Source passage
====
Copies component values from another vector expression.

Vector values are copied normally. Vector operations are evaluated and copied.

Public Static Attributes

static constexpr size_t size = base::size: The vector size of the value.

static const value zero: Vector value filled with zeroes.

static const value identity: Vector value filled with ones.

group ValueData

Defines the vector value data.

The data is stored as a Scalar data[Size]. There are also specializations defined which add named components if a compatible compiler is used

template<class Scalar, size_t Size> struct value_data

#include <dandy.h>

Default case: only contains a Scalar data[Size] array.
====
Dataset excerpts
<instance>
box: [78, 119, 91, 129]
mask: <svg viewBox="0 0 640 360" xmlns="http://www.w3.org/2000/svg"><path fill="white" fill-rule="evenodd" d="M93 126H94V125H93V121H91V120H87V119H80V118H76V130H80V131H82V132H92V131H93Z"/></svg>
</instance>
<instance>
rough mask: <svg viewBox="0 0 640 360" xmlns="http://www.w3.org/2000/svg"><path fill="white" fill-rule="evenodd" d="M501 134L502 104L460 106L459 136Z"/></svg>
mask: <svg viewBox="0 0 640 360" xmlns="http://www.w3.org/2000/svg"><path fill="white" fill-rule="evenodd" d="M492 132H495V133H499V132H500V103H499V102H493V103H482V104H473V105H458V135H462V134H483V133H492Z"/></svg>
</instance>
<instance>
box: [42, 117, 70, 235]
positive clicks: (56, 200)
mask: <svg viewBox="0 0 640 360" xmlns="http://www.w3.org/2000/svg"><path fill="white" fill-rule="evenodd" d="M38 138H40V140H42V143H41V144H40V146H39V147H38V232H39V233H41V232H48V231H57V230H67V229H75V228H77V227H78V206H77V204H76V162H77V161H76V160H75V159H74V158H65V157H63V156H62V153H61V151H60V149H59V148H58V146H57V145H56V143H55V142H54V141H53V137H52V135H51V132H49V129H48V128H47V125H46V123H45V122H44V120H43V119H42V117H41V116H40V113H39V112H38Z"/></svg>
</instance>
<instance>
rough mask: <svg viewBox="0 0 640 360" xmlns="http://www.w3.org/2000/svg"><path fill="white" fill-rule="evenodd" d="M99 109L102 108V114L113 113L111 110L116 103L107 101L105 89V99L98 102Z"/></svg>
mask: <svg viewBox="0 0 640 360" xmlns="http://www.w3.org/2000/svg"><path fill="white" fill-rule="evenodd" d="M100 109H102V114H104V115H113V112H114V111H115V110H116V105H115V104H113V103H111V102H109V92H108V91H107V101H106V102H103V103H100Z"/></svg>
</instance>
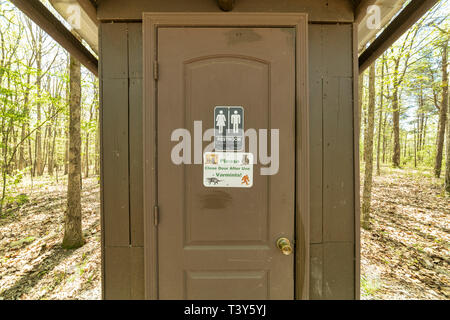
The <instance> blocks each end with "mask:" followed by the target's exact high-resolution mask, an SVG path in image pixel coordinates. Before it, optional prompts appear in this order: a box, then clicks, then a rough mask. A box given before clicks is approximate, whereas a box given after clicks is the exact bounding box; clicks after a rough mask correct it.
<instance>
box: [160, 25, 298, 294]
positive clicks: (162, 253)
mask: <svg viewBox="0 0 450 320" xmlns="http://www.w3.org/2000/svg"><path fill="white" fill-rule="evenodd" d="M157 55H158V62H159V79H158V82H157V121H158V124H157V127H158V128H157V132H158V135H157V136H158V138H157V139H158V160H157V171H158V206H159V210H160V221H159V225H158V279H159V284H158V287H159V298H161V299H292V298H293V297H294V256H293V255H290V256H284V255H282V253H281V252H280V250H279V249H278V248H277V247H276V240H277V239H278V238H279V237H287V238H289V239H291V240H293V239H294V236H295V234H294V227H295V221H294V212H295V210H294V208H295V206H294V205H295V201H294V199H295V34H294V29H291V28H179V27H160V28H158V41H157ZM227 105H229V106H243V107H244V110H245V130H247V129H250V128H253V129H255V130H256V131H258V130H259V129H269V130H270V129H279V130H280V131H279V136H280V143H279V171H278V173H277V174H276V175H272V176H267V175H266V176H265V175H261V174H260V168H261V165H260V164H259V155H258V154H254V157H255V159H258V164H257V165H255V166H254V169H253V170H254V173H253V175H254V182H253V187H252V188H206V187H204V186H203V167H202V165H201V164H184V165H175V164H173V163H172V161H171V151H172V148H173V147H174V146H175V145H176V144H177V143H178V142H172V141H171V135H172V132H173V130H175V129H178V128H186V129H188V130H189V131H190V132H191V136H192V146H194V139H195V137H194V121H202V125H203V130H206V129H209V128H213V126H214V123H213V121H214V107H216V106H227ZM196 134H197V137H196V139H199V134H198V133H196ZM269 141H270V136H269ZM208 144H210V142H204V143H203V144H202V146H203V148H205V147H206V146H207V145H208ZM247 144H248V142H247ZM268 149H269V152H268V153H269V155H270V150H271V146H270V145H269V147H268ZM246 152H249V150H248V146H247V147H246ZM201 156H202V155H200V158H201ZM191 158H192V161H194V160H195V155H194V148H192V157H191ZM197 160H198V159H197Z"/></svg>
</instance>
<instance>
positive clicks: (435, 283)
mask: <svg viewBox="0 0 450 320" xmlns="http://www.w3.org/2000/svg"><path fill="white" fill-rule="evenodd" d="M361 176H363V174H362V175H361ZM362 184H363V183H362V182H361V190H362ZM442 189H443V179H436V178H434V177H433V175H432V173H431V172H427V171H417V170H413V169H407V168H405V169H392V168H389V167H383V168H382V170H381V175H380V176H376V175H374V184H373V190H372V191H373V192H372V212H371V229H370V230H363V229H361V298H362V299H392V300H397V299H402V300H403V299H405V300H406V299H446V300H448V299H450V268H449V264H450V255H449V252H450V219H449V218H450V197H445V195H444V193H443V192H442Z"/></svg>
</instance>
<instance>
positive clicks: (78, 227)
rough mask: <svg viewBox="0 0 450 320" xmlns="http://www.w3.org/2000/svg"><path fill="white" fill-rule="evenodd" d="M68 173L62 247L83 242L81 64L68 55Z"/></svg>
mask: <svg viewBox="0 0 450 320" xmlns="http://www.w3.org/2000/svg"><path fill="white" fill-rule="evenodd" d="M69 110H70V111H69V113H70V121H69V175H68V184H67V209H66V213H65V221H64V226H65V229H64V239H63V243H62V245H63V247H65V248H78V247H81V246H82V245H83V244H84V239H83V233H82V225H81V127H80V122H81V65H80V62H79V61H78V60H76V59H75V58H74V57H73V56H71V57H70V103H69Z"/></svg>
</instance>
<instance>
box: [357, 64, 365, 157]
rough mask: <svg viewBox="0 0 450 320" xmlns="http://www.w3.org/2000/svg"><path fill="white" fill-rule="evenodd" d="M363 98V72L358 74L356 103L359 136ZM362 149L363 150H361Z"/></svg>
mask: <svg viewBox="0 0 450 320" xmlns="http://www.w3.org/2000/svg"><path fill="white" fill-rule="evenodd" d="M363 100H364V73H362V74H360V75H359V78H358V105H359V119H358V125H359V128H358V130H359V131H358V132H359V135H360V136H361V134H362V133H361V130H362V122H361V119H362V112H363V107H362V106H363ZM363 151H364V150H363Z"/></svg>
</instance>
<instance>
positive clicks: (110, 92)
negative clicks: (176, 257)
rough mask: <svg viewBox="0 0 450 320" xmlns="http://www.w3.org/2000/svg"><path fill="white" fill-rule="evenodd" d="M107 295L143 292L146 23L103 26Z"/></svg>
====
Request
Continue the vector value documentation past its final line, "Default case: only contains a Scalar data[Size] array."

Output below
Subclassed by impl::value< Scalar, Size >

template<class Scalar> struct value_data<Scalar, 2>: #include <dandy.h>
Specialization for 2D vectors: adds component names x, y

template<class Scalar> struct value_data<Scalar, 3>: #include <dandy.h>
Specialization for 3D vectors: adds component names x, y, z

template<class Scalar> struct value_data<Scalar, 4>: #include <dandy.h>
Specialization for 4D vectors: adds component names x, y, z, w

STL integration

template<class Expr, dd::traits::require<dd::traits::is_expression_v<Expr>> = 1> std::ostream &std::operator<<(std::ostream &stream, const Expr &e)

Serializes vector expression to a std::ostream

Allows for e.g. std::cout << vector

template<class Scalar, size_t Size> struct hash<dd::vector<Scalar, Size>>: Hash specialization for use in std::unordered_* containers.

group Iterators

These allow the use of vector values in STL algorithms and ranged-for loops.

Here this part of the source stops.